“A liturgia é a vida tornada Arte”, já dizia Romano
Guardini. O que é a força para a vida ativa, é a beleza para a vida contemplativa da Igreja. A Igreja não é somente uma estrutura para fins práticos, mas também plena de sentido em si
mesma, é vida que se torna arte. E esta arte é manifestada na liturgia.
Uma determinada coisa é bela quando a sua essência e significação íntimas
são
expressas de modo total no seu ser. É nessa “expressão total” que reside a beleza. Pulchritudo est splendor veritatis –
est
species boni, dizia a filosofia antiga: “A beleza é o esplendor perfeito que revela a verdade essencial e o bem
interior do ser”.
A linhagem agostiniana de Ratzinger também se manifestou na atenção que
ele
presta à beleza. Embora não tenha tratado esse tema como uma questão
acadêmica, em tudo o que escreveu sobre a
beleza fica implícito a preferência pelas linhas seguidas por Santo
Agostinho, Jean de la Rochelle, São
Boaventura, Hans Urs
von Balthasar.

__DADOS__.
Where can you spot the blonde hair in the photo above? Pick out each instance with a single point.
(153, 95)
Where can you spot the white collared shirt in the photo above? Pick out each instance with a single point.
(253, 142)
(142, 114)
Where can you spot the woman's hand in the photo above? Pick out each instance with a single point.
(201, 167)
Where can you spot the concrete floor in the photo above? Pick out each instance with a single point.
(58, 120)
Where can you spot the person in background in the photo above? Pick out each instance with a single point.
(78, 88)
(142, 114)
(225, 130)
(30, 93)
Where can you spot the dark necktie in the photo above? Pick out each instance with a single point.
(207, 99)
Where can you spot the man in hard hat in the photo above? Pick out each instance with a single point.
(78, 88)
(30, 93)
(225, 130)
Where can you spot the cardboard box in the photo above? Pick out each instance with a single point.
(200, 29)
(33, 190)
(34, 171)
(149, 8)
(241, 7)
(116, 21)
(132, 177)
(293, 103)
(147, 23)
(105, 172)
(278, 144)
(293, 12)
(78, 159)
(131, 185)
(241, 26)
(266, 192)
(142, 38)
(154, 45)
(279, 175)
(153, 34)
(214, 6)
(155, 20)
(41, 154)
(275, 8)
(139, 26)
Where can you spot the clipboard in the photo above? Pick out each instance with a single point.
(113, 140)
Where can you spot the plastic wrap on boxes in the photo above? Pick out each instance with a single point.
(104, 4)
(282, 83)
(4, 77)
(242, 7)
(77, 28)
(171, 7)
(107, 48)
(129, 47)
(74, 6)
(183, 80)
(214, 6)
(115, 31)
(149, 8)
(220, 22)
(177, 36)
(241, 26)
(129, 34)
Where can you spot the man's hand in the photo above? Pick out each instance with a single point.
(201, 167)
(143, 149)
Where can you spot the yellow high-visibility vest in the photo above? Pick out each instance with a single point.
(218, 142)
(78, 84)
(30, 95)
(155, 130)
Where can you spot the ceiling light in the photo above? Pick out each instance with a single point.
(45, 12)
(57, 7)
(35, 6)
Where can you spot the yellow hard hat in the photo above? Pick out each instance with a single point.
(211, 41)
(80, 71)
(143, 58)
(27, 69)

...

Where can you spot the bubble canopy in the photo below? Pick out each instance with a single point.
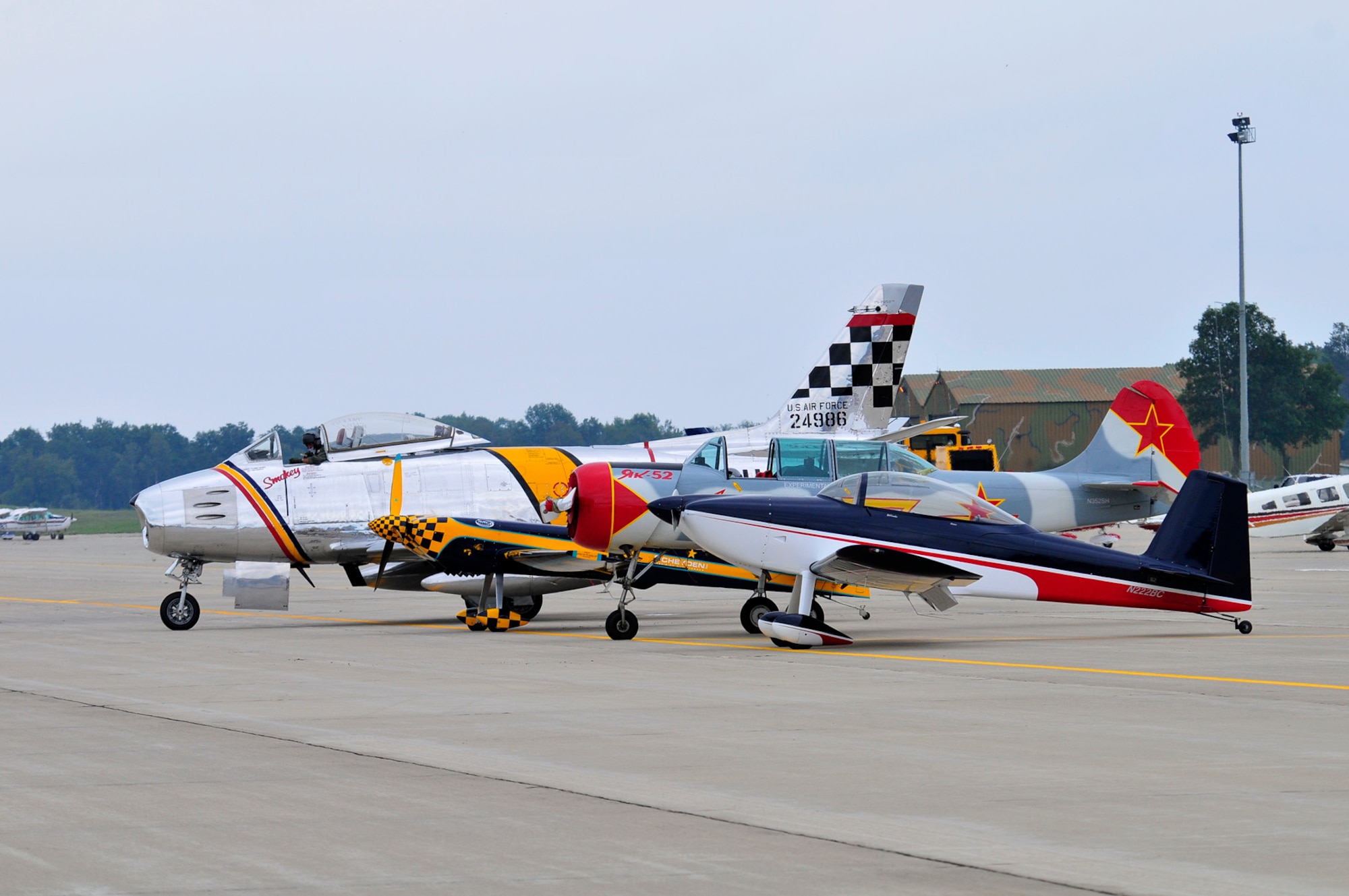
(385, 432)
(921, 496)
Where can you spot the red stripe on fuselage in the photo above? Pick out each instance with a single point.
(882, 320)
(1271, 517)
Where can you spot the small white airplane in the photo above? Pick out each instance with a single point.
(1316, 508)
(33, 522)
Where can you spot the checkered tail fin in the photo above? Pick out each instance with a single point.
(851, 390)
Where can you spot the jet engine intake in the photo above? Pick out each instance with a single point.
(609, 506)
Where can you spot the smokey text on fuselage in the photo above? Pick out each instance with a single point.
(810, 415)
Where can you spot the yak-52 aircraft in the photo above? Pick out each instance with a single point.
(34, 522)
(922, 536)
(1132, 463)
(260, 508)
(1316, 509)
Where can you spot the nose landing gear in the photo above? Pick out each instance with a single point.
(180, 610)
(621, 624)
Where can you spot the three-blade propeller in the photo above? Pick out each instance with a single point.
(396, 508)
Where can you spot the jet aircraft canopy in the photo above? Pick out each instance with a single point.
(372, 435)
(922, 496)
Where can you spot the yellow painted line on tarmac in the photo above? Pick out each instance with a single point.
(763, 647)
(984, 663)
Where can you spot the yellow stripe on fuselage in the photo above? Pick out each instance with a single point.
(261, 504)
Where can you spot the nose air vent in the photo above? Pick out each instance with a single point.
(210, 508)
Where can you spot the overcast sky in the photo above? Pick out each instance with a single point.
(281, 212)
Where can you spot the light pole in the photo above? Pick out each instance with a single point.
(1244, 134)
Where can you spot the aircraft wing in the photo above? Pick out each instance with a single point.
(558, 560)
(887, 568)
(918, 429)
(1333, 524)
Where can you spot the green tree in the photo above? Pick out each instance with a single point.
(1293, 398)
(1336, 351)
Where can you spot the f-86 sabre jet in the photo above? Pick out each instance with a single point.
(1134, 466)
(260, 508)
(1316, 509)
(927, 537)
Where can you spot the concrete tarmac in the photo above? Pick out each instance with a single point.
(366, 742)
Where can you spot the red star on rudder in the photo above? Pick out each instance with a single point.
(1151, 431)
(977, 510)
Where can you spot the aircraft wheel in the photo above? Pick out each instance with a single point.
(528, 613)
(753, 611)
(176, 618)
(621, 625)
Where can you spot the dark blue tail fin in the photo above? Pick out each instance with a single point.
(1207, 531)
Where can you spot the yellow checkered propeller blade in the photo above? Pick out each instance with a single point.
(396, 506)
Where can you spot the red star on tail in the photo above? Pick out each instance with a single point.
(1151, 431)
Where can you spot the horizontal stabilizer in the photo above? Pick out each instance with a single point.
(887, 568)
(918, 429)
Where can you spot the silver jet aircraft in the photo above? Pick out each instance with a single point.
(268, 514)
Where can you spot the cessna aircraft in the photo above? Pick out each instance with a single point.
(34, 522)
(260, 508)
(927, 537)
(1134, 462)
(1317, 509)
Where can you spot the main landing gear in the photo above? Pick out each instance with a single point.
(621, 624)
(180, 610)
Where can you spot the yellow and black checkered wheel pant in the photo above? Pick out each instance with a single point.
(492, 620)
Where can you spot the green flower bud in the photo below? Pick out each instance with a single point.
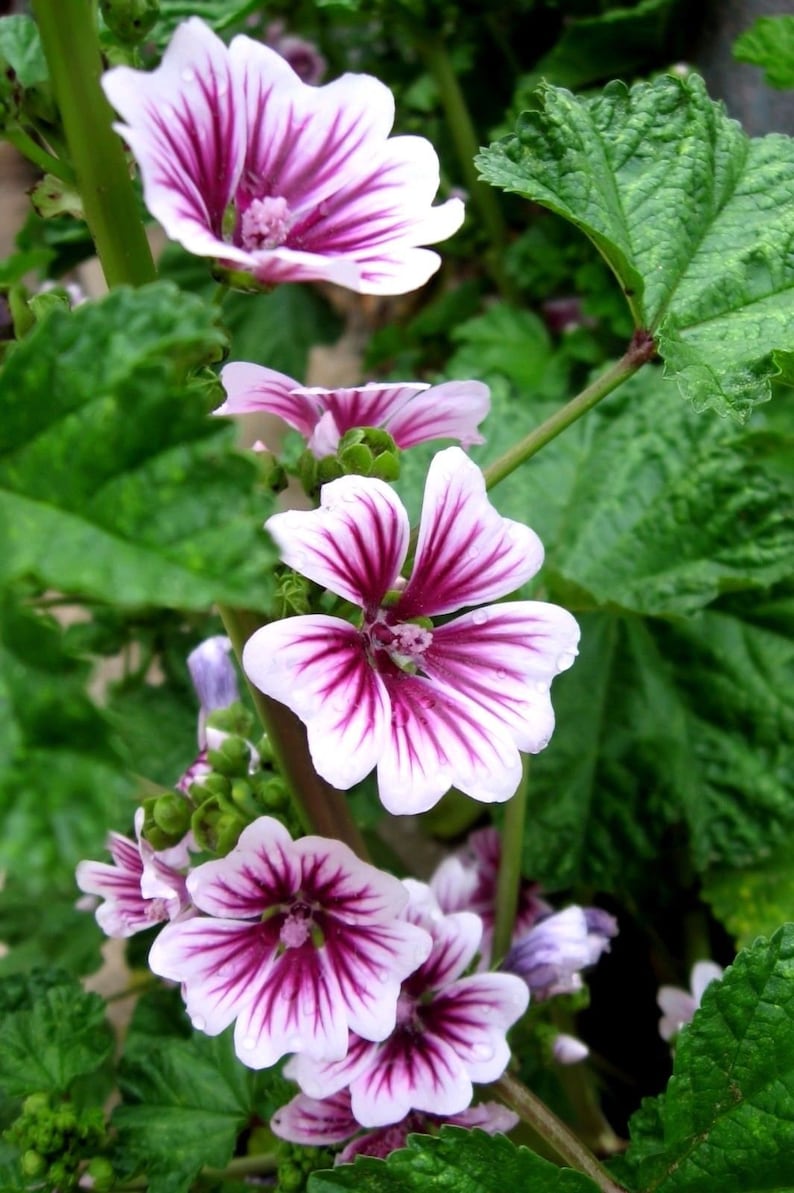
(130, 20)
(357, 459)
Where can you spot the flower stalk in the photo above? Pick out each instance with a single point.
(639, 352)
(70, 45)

* * *

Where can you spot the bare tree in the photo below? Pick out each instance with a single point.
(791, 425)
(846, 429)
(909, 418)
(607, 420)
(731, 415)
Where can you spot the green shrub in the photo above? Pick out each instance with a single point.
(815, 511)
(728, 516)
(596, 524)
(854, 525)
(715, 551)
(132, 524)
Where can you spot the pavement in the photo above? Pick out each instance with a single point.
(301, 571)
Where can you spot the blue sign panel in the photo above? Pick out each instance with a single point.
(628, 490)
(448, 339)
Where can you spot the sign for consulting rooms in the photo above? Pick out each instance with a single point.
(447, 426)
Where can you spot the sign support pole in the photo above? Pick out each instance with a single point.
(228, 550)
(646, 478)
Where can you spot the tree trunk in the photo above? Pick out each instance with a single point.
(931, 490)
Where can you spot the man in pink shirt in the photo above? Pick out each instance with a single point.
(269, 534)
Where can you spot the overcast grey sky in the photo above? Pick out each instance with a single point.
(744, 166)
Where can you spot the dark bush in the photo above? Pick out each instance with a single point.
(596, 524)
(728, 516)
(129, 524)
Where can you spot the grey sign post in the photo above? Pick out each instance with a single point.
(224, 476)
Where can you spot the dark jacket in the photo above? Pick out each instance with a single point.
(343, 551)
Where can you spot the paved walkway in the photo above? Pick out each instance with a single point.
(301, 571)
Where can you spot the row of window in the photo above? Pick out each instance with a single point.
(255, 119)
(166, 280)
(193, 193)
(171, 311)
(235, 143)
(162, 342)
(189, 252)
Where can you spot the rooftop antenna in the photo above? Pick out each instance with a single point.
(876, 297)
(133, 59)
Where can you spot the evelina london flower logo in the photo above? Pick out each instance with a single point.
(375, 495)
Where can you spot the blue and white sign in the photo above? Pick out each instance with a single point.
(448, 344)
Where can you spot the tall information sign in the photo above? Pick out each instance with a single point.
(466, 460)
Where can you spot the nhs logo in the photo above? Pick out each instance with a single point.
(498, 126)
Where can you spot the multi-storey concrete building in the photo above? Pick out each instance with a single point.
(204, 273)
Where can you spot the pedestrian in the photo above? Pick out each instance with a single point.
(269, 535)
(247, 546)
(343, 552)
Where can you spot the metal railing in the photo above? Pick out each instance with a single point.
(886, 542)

__TAREFA PROPOSTA__. Segundo a página, a quem se atribui a frase “A liturgia é a vida tornada Arte”?

__RESPOSTA ESCRITA__. A Romano Guardini.